*** Supplied material ***
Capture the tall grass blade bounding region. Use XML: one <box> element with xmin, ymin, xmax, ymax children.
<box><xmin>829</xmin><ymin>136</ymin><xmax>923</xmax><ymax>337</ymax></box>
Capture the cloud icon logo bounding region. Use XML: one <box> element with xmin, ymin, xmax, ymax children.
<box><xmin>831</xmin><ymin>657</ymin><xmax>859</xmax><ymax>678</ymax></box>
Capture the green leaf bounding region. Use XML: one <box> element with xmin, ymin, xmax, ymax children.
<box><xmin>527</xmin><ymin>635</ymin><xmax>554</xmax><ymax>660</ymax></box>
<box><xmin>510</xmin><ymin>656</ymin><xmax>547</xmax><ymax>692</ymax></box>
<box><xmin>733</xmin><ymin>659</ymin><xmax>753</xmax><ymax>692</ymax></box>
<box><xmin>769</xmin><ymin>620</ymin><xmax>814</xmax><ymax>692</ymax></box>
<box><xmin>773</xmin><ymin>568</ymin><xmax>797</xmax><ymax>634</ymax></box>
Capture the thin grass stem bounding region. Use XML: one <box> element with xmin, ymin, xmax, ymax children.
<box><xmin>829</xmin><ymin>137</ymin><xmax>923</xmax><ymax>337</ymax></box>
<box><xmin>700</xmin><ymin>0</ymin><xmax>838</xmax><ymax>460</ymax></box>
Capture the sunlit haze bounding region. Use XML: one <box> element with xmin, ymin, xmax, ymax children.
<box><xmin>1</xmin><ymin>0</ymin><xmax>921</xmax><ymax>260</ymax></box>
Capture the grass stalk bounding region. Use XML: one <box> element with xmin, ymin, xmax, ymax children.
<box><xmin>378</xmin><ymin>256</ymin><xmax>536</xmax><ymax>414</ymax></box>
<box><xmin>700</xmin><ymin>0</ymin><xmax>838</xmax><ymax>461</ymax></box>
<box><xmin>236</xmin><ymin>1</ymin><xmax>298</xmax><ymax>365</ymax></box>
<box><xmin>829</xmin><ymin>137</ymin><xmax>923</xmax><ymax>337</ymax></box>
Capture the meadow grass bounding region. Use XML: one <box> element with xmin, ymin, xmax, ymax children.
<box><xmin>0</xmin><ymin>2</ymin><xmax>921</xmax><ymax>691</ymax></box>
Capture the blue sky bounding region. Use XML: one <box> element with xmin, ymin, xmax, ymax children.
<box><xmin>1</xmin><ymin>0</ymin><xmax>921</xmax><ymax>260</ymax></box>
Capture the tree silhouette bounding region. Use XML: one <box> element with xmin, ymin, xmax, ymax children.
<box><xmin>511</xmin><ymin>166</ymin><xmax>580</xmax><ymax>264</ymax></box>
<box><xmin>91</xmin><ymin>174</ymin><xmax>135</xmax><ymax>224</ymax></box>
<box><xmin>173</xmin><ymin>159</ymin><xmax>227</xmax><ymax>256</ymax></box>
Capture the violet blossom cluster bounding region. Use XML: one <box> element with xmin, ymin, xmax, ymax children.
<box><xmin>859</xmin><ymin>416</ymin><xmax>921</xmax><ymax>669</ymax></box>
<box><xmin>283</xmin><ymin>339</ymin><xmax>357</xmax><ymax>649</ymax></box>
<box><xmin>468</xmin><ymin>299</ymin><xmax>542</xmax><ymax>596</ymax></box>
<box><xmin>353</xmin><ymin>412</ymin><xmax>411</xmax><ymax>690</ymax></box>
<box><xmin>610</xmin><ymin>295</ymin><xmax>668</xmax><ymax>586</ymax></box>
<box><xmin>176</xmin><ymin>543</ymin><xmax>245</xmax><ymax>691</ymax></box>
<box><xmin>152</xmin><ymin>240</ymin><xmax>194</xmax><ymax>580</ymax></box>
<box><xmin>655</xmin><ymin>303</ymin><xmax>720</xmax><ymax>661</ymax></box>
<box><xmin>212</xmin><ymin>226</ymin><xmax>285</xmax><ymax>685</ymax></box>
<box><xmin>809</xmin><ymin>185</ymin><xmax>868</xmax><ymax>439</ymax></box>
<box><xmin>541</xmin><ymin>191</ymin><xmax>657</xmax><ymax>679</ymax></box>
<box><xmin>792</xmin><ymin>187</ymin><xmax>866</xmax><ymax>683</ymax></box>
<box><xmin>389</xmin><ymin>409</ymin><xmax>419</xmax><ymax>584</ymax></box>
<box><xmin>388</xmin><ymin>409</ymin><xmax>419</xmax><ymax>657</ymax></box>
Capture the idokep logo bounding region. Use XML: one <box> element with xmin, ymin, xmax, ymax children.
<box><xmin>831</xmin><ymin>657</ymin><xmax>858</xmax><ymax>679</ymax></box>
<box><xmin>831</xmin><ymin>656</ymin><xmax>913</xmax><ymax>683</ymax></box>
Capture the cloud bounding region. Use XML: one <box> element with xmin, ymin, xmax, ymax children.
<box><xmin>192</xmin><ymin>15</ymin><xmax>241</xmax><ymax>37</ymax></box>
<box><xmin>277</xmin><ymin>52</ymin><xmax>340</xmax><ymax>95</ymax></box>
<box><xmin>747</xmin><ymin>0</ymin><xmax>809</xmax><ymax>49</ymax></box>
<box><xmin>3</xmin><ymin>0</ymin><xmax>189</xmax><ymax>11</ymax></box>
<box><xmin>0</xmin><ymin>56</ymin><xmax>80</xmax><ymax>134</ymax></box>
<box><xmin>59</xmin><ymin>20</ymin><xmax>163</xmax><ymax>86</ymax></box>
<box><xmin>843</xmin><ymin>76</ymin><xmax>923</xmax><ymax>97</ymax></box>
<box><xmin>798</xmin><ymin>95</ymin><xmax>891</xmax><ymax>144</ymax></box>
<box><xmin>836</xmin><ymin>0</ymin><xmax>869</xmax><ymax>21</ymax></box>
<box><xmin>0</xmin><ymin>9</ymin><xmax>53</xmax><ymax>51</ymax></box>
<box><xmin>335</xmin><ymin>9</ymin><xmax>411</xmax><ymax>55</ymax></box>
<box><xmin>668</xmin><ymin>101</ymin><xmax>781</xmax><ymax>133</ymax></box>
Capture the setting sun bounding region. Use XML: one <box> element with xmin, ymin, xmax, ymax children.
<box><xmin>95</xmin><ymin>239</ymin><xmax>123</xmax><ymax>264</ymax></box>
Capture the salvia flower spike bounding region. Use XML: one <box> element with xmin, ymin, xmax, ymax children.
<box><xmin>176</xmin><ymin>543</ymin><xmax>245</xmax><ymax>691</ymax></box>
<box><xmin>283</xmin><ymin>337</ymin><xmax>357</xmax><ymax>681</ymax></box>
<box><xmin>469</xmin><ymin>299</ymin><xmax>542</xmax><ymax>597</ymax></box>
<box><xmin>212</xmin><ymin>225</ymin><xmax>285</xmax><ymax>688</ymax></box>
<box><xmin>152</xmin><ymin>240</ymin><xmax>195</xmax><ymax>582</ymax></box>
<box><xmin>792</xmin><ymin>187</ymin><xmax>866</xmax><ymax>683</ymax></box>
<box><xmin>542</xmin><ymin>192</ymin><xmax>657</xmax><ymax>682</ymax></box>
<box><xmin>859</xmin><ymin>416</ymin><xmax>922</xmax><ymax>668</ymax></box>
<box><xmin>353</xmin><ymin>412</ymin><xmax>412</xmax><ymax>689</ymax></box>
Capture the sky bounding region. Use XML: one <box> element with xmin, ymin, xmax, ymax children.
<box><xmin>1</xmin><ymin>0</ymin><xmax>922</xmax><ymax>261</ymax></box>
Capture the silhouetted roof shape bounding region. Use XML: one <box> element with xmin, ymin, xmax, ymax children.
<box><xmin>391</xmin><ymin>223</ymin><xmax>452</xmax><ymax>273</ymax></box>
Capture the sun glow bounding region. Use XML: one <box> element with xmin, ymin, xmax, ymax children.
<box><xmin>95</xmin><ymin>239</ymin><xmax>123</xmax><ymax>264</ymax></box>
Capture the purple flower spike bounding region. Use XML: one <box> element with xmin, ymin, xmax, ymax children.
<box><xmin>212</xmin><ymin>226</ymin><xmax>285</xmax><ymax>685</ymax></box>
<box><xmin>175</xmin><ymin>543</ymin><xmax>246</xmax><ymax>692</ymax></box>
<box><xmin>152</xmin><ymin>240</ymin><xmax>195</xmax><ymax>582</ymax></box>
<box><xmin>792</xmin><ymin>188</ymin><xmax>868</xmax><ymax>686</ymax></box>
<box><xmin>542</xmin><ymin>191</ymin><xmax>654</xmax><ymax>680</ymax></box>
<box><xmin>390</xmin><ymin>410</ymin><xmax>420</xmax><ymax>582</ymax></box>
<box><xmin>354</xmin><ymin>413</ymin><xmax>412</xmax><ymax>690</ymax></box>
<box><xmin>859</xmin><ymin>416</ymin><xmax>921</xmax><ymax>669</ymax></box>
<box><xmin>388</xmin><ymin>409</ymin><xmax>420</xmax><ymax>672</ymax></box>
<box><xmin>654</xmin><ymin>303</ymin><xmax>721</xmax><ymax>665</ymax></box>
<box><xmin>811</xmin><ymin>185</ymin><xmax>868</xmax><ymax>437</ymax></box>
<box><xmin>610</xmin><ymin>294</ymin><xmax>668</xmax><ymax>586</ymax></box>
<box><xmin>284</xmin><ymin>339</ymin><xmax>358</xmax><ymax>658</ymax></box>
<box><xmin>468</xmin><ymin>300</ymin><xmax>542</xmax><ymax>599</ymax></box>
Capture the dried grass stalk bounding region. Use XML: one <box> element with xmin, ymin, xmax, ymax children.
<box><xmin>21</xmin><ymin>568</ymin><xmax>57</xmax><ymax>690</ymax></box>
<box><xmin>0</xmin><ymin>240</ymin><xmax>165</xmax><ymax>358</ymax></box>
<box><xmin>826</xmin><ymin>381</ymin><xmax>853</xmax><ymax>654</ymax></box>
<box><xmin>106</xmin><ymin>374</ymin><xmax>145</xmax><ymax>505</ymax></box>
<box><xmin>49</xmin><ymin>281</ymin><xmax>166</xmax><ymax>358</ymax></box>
*** End of Supplied material ***
To do
Write out exactly the lines that run from the one containing "Capture the silhouetted" to the end of the records, both end lines included.

Exercise answer
Capture the silhouetted roof shape bounding region. Use XML: one <box> element with xmin, ymin, xmax, ymax children.
<box><xmin>391</xmin><ymin>223</ymin><xmax>452</xmax><ymax>273</ymax></box>
Capture the sun glow bounding region. Use XML: one <box> element with xmin, ymin, xmax, ymax children.
<box><xmin>95</xmin><ymin>239</ymin><xmax>123</xmax><ymax>264</ymax></box>
Capture the purple flower spike bounding region. Use XML: one <box> element with xmin, ymin, xmax, ymax children.
<box><xmin>212</xmin><ymin>226</ymin><xmax>285</xmax><ymax>685</ymax></box>
<box><xmin>175</xmin><ymin>543</ymin><xmax>246</xmax><ymax>692</ymax></box>
<box><xmin>152</xmin><ymin>240</ymin><xmax>195</xmax><ymax>582</ymax></box>
<box><xmin>792</xmin><ymin>188</ymin><xmax>868</xmax><ymax>686</ymax></box>
<box><xmin>542</xmin><ymin>191</ymin><xmax>654</xmax><ymax>680</ymax></box>
<box><xmin>390</xmin><ymin>410</ymin><xmax>420</xmax><ymax>582</ymax></box>
<box><xmin>354</xmin><ymin>413</ymin><xmax>412</xmax><ymax>690</ymax></box>
<box><xmin>859</xmin><ymin>416</ymin><xmax>921</xmax><ymax>669</ymax></box>
<box><xmin>388</xmin><ymin>409</ymin><xmax>420</xmax><ymax>672</ymax></box>
<box><xmin>654</xmin><ymin>303</ymin><xmax>721</xmax><ymax>665</ymax></box>
<box><xmin>811</xmin><ymin>185</ymin><xmax>868</xmax><ymax>437</ymax></box>
<box><xmin>610</xmin><ymin>294</ymin><xmax>668</xmax><ymax>586</ymax></box>
<box><xmin>284</xmin><ymin>339</ymin><xmax>358</xmax><ymax>658</ymax></box>
<box><xmin>468</xmin><ymin>300</ymin><xmax>542</xmax><ymax>599</ymax></box>
Capture the dried grass stalk bounding region. Use XML: one <box> element with xmin, ymin, xmax, ymax children.
<box><xmin>21</xmin><ymin>568</ymin><xmax>57</xmax><ymax>690</ymax></box>
<box><xmin>0</xmin><ymin>240</ymin><xmax>165</xmax><ymax>358</ymax></box>
<box><xmin>826</xmin><ymin>381</ymin><xmax>853</xmax><ymax>654</ymax></box>
<box><xmin>106</xmin><ymin>374</ymin><xmax>145</xmax><ymax>505</ymax></box>
<box><xmin>49</xmin><ymin>281</ymin><xmax>166</xmax><ymax>358</ymax></box>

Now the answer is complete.